Stated exercise
Leave out the pictures and repeat every record exactly.

Given information
------------------------------------

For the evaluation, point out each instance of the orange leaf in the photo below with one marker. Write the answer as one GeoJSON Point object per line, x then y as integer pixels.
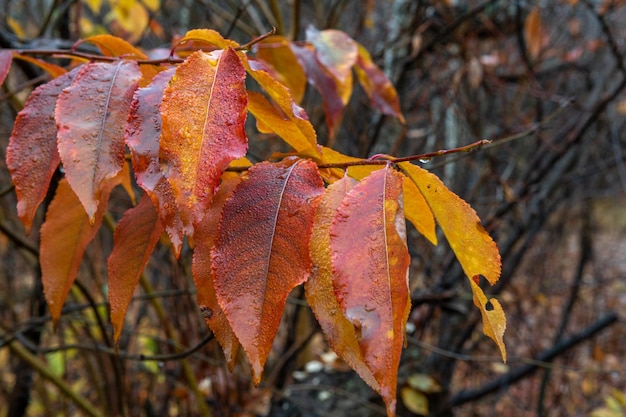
{"type": "Point", "coordinates": [114, 46]}
{"type": "Point", "coordinates": [417, 211]}
{"type": "Point", "coordinates": [204, 113]}
{"type": "Point", "coordinates": [64, 237]}
{"type": "Point", "coordinates": [32, 155]}
{"type": "Point", "coordinates": [262, 250]}
{"type": "Point", "coordinates": [494, 320]}
{"type": "Point", "coordinates": [377, 86]}
{"type": "Point", "coordinates": [136, 236]}
{"type": "Point", "coordinates": [208, 36]}
{"type": "Point", "coordinates": [474, 248]}
{"type": "Point", "coordinates": [6, 58]}
{"type": "Point", "coordinates": [91, 115]}
{"type": "Point", "coordinates": [338, 330]}
{"type": "Point", "coordinates": [324, 82]}
{"type": "Point", "coordinates": [370, 262]}
{"type": "Point", "coordinates": [54, 70]}
{"type": "Point", "coordinates": [142, 137]}
{"type": "Point", "coordinates": [336, 51]}
{"type": "Point", "coordinates": [533, 32]}
{"type": "Point", "coordinates": [331, 156]}
{"type": "Point", "coordinates": [203, 274]}
{"type": "Point", "coordinates": [275, 52]}
{"type": "Point", "coordinates": [286, 119]}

------------------------------------

Correct response
For the evaluation, point out each instance of the orange leaf in the photo below with one marker. Write the answer as one GeoJSON Point object per line, x then y as integer pixels.
{"type": "Point", "coordinates": [114, 46]}
{"type": "Point", "coordinates": [417, 211]}
{"type": "Point", "coordinates": [204, 113]}
{"type": "Point", "coordinates": [64, 237]}
{"type": "Point", "coordinates": [32, 155]}
{"type": "Point", "coordinates": [262, 250]}
{"type": "Point", "coordinates": [494, 320]}
{"type": "Point", "coordinates": [377, 86]}
{"type": "Point", "coordinates": [136, 236]}
{"type": "Point", "coordinates": [208, 36]}
{"type": "Point", "coordinates": [474, 248]}
{"type": "Point", "coordinates": [6, 58]}
{"type": "Point", "coordinates": [91, 115]}
{"type": "Point", "coordinates": [338, 330]}
{"type": "Point", "coordinates": [324, 82]}
{"type": "Point", "coordinates": [370, 262]}
{"type": "Point", "coordinates": [54, 70]}
{"type": "Point", "coordinates": [142, 137]}
{"type": "Point", "coordinates": [336, 51]}
{"type": "Point", "coordinates": [533, 32]}
{"type": "Point", "coordinates": [331, 156]}
{"type": "Point", "coordinates": [203, 274]}
{"type": "Point", "coordinates": [275, 52]}
{"type": "Point", "coordinates": [286, 119]}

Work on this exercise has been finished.